[[ DATASET ENTRIES open ]]

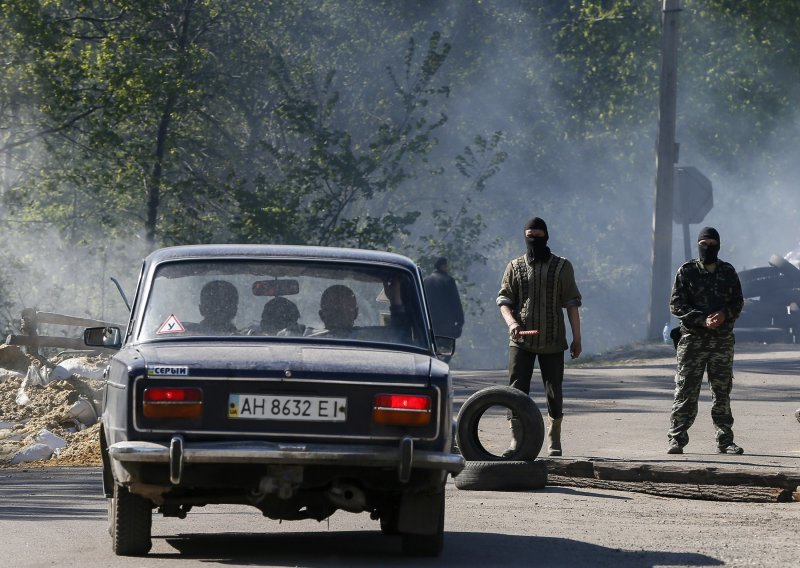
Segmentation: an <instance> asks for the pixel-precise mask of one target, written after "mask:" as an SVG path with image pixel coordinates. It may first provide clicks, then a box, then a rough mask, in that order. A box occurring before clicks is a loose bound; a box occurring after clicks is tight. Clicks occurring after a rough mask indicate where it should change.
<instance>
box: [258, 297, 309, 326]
mask: <svg viewBox="0 0 800 568" xmlns="http://www.w3.org/2000/svg"><path fill="white" fill-rule="evenodd" d="M299 319H300V310H298V309H297V306H296V305H295V303H294V302H292V301H291V300H289V299H287V298H284V297H282V296H278V297H277V298H272V299H271V300H270V301H269V302H267V303H266V304H264V310H263V311H262V312H261V333H265V334H267V335H277V334H278V332H279V331H282V330H286V331H287V332H288V333H287V335H290V334H294V333H296V334H299V335H302V334H303V328H304V326H302V325H300V324H299V323H298V320H299Z"/></svg>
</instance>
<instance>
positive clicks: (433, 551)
mask: <svg viewBox="0 0 800 568" xmlns="http://www.w3.org/2000/svg"><path fill="white" fill-rule="evenodd" d="M429 514H430V515H438V516H439V523H438V524H437V526H436V532H434V533H433V534H415V533H403V535H402V536H403V554H405V555H406V556H428V557H431V556H439V555H440V554H441V553H442V548H443V547H444V491H441V492H440V493H438V494H437V495H436V499H435V500H433V503H432V505H431V508H430V512H429ZM426 516H427V515H426Z"/></svg>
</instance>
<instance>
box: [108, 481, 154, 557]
mask: <svg viewBox="0 0 800 568" xmlns="http://www.w3.org/2000/svg"><path fill="white" fill-rule="evenodd" d="M110 505H111V506H110V513H111V519H109V520H110V522H111V546H112V549H113V550H114V553H115V554H117V556H143V555H145V554H147V553H148V552H150V548H151V547H152V541H151V540H150V531H151V529H152V526H153V508H152V505H151V503H150V501H148V500H147V499H145V498H144V497H140V496H139V495H134V494H133V493H131V492H130V491H128V489H127V488H125V487H123V486H122V485H119V484H115V485H114V497H113V500H112V503H111V504H110Z"/></svg>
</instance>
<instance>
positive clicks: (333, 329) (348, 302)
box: [319, 284, 358, 336]
mask: <svg viewBox="0 0 800 568" xmlns="http://www.w3.org/2000/svg"><path fill="white" fill-rule="evenodd" d="M319 317H320V319H322V323H323V324H325V328H326V329H327V330H328V331H329V332H330V334H331V335H334V336H336V335H340V336H341V335H346V334H349V333H350V331H351V330H352V329H353V326H354V325H355V323H356V318H357V317H358V303H357V302H356V295H355V294H354V293H353V291H352V290H351V289H350V288H348V287H347V286H344V285H342V284H334V285H333V286H329V287H328V288H326V289H325V291H324V292H323V293H322V298H321V299H320V310H319Z"/></svg>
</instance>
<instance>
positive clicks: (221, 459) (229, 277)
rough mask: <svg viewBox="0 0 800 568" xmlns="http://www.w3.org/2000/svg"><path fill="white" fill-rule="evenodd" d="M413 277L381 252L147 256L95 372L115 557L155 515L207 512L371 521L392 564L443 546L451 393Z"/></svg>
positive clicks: (137, 550) (241, 246)
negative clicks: (103, 375) (370, 517)
mask: <svg viewBox="0 0 800 568" xmlns="http://www.w3.org/2000/svg"><path fill="white" fill-rule="evenodd" d="M422 290H423V289H422V284H421V277H420V273H419V270H418V268H417V266H416V265H415V264H414V263H413V262H412V261H410V260H409V259H407V258H405V257H403V256H400V255H396V254H391V253H384V252H375V251H364V250H350V249H337V248H323V247H293V246H268V245H264V246H260V245H208V246H206V245H202V246H182V247H171V248H165V249H161V250H158V251H156V252H154V253H152V254H151V255H150V256H148V257H147V258H146V259H145V261H144V264H143V266H142V270H141V275H140V277H139V284H138V289H137V291H136V295H135V298H134V300H133V304H132V307H131V318H130V321H129V323H128V327H127V329H126V330H119V329H117V328H90V329H87V330H86V334H85V342H86V344H87V345H91V346H105V347H112V348H119V352H118V353H117V354H116V355H115V356H114V357H113V358H112V359H111V362H110V364H109V367H108V370H107V383H106V385H107V386H106V391H105V397H104V409H103V415H102V431H101V445H102V449H103V481H104V491H105V494H106V497H108V498H109V499H110V500H111V501H110V505H111V506H110V507H109V511H110V513H109V514H110V519H109V522H110V532H111V535H112V540H113V549H114V551H115V552H116V553H117V554H120V555H141V554H146V553H147V552H148V551H149V550H150V547H151V541H150V531H151V523H152V514H153V510H156V511H157V512H158V513H161V514H163V515H164V516H170V517H180V518H183V517H185V516H186V514H187V513H188V512H189V510H190V509H192V507H197V506H203V505H206V504H212V503H227V504H241V505H250V506H254V507H257V508H258V509H260V510H261V511H262V512H263V513H264V515H265V516H267V517H270V518H272V519H279V520H294V519H307V518H311V519H316V520H323V519H325V518H327V517H329V516H330V515H332V514H333V513H334V512H335V511H337V510H344V511H350V512H354V513H359V512H364V513H369V514H370V516H371V517H372V518H373V519H376V520H379V521H380V527H381V529H382V530H383V531H384V533H387V534H399V535H402V542H403V550H404V551H405V552H406V553H407V554H411V555H422V556H435V555H438V554H439V553H440V551H441V548H442V542H443V527H444V509H445V498H444V487H445V483H446V480H447V475H448V474H457V473H458V472H459V471H461V469H462V468H463V467H464V461H463V458H462V457H461V456H460V455H458V454H457V453H453V451H452V445H453V416H452V385H451V379H450V374H449V368H448V366H447V365H446V364H445V363H443V362H442V361H440V360H439V359H438V358H437V355H438V356H446V355H448V354H449V352H450V351H451V350H452V342H451V341H449V340H447V339H446V338H434V336H433V334H432V331H431V325H430V320H429V317H428V310H427V308H426V305H425V298H424V294H423V291H422Z"/></svg>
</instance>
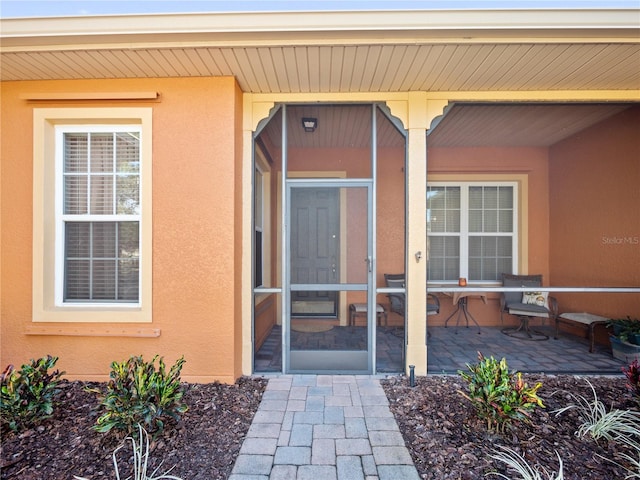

[[ DATASET ENTRIES closed ]]

**WORK TASK**
Rewrite the data above with every "positive clicks" changed to "include clicks" and all else unchanged. Leave out the pictures.

**OUTPUT**
Segmentation: an <instance> asks for the pixel-precise mask of one target, written after "mask:" as an SVG path with image pixel coordinates. It may first provide clicks, then a box, then a rough mask, in that order. A box occurring before clicks is a loose bound; a box occurring after clicks is tight. Clicks occurring after a rough mask indicate where it should change.
<instance>
box: [258, 297, 309, 326]
mask: <svg viewBox="0 0 800 568" xmlns="http://www.w3.org/2000/svg"><path fill="white" fill-rule="evenodd" d="M299 319H300V310H298V309H297V306H296V305H295V303H294V302H292V301H291V300H289V299H287V298H284V297H282V296H278V297H277V298H272V299H271V300H270V301H269V302H267V303H266V304H264V310H263V311H262V312H261V333H265V334H267V335H277V334H278V332H279V331H282V330H286V331H287V332H288V333H287V335H290V334H294V333H296V334H299V335H302V334H303V328H304V326H302V325H300V324H299V323H298V320H299Z"/></svg>
</instance>
<instance>
include clicks: (433, 551)
mask: <svg viewBox="0 0 800 568" xmlns="http://www.w3.org/2000/svg"><path fill="white" fill-rule="evenodd" d="M429 514H430V515H438V516H439V523H438V524H437V526H436V532H434V533H433V534H415V533H403V535H402V536H403V554H405V555H406V556H428V557H431V556H439V555H440V554H441V553H442V548H443V547H444V491H441V492H440V493H438V494H437V495H436V499H435V500H433V503H432V505H431V508H430V512H429ZM426 516H427V515H426Z"/></svg>
</instance>
<instance>
box: [108, 481, 154, 557]
mask: <svg viewBox="0 0 800 568" xmlns="http://www.w3.org/2000/svg"><path fill="white" fill-rule="evenodd" d="M110 505H111V506H110V513H111V519H109V520H110V522H111V546H112V549H113V550H114V553H115V554H117V556H143V555H145V554H147V553H148V552H150V548H151V547H152V541H151V540H150V531H151V529H152V526H153V508H152V505H151V503H150V501H148V500H147V499H145V498H144V497H140V496H139V495H134V494H133V493H131V492H130V491H128V489H127V488H125V487H123V486H122V485H119V484H115V485H114V497H113V500H112V503H111V504H110Z"/></svg>
</instance>
<instance>
include clicks: (333, 329) (348, 302)
box: [319, 284, 358, 336]
mask: <svg viewBox="0 0 800 568" xmlns="http://www.w3.org/2000/svg"><path fill="white" fill-rule="evenodd" d="M319 317H320V319H322V323H323V324H325V328H326V329H327V330H328V331H329V332H330V334H331V335H334V336H336V335H340V336H341V335H346V334H349V333H350V331H351V330H352V329H353V326H354V325H355V323H356V318H357V317H358V303H357V302H356V295H355V294H354V293H353V291H352V290H351V289H350V288H348V287H347V286H344V285H342V284H334V285H333V286H329V287H328V288H326V289H325V291H324V292H323V293H322V298H321V299H320V310H319Z"/></svg>
</instance>
<instance>
include clicks: (221, 459) (229, 277)
rough mask: <svg viewBox="0 0 800 568" xmlns="http://www.w3.org/2000/svg"><path fill="white" fill-rule="evenodd" d="M413 277L381 252L147 256L95 372L115 557L155 515L207 512L371 521L392 564L443 546L451 393Z"/></svg>
include clicks: (137, 550) (241, 246)
negative clicks: (103, 375) (370, 517)
mask: <svg viewBox="0 0 800 568" xmlns="http://www.w3.org/2000/svg"><path fill="white" fill-rule="evenodd" d="M422 290H423V289H422V284H421V277H420V273H419V270H418V268H417V266H416V265H415V264H414V263H413V262H412V261H410V260H409V259H407V258H405V257H403V256H400V255H396V254H391V253H384V252H375V251H364V250H350V249H337V248H323V247H293V246H268V245H264V246H260V245H208V246H206V245H202V246H182V247H171V248H165V249H161V250H158V251H156V252H154V253H152V254H151V255H150V256H148V257H147V258H146V259H145V261H144V264H143V266H142V270H141V275H140V277H139V284H138V289H137V291H136V295H135V298H134V300H133V304H132V307H131V318H130V321H129V323H128V327H127V329H126V330H119V329H117V328H90V329H87V330H86V334H85V342H86V344H87V345H91V346H105V347H112V348H119V352H118V353H117V354H116V355H115V356H114V357H113V358H112V359H111V362H110V364H109V367H108V370H107V383H106V385H107V386H106V391H105V397H104V409H103V415H102V431H101V445H102V449H103V481H104V491H105V494H106V497H108V498H109V499H110V500H111V501H110V505H111V506H110V507H109V511H110V513H109V514H110V519H109V522H110V532H111V535H112V540H113V549H114V551H115V552H116V553H117V554H120V555H141V554H146V553H147V552H148V551H149V550H150V547H151V541H150V531H151V523H152V514H153V510H156V511H157V512H158V513H161V514H163V515H164V516H170V517H180V518H183V517H185V516H186V514H187V513H188V512H189V510H190V509H192V507H197V506H203V505H206V504H212V503H227V504H241V505H250V506H254V507H257V508H258V509H260V510H261V511H262V512H263V513H264V515H265V516H267V517H270V518H272V519H279V520H294V519H307V518H311V519H316V520H323V519H325V518H327V517H329V516H330V515H332V514H333V513H334V512H335V511H337V510H344V511H350V512H354V513H359V512H364V513H369V514H370V516H371V517H372V518H373V519H376V520H379V521H380V527H381V529H382V530H383V531H384V533H387V534H399V535H402V542H403V550H404V551H405V552H406V553H407V554H411V555H422V556H435V555H438V554H439V553H440V551H441V548H442V542H443V527H444V509H445V498H444V487H445V483H446V480H447V475H448V474H457V473H458V472H459V471H461V469H462V468H463V467H464V461H463V458H462V457H461V456H460V455H458V454H457V453H453V451H452V445H453V416H452V385H451V379H450V374H449V368H448V366H447V365H446V364H445V363H443V362H442V361H440V360H439V359H438V358H437V355H438V356H446V355H448V354H449V352H450V351H451V350H452V342H451V341H449V340H447V339H446V338H434V336H433V334H432V331H431V325H430V320H429V317H428V310H427V308H426V305H425V298H424V294H423V291H422Z"/></svg>
</instance>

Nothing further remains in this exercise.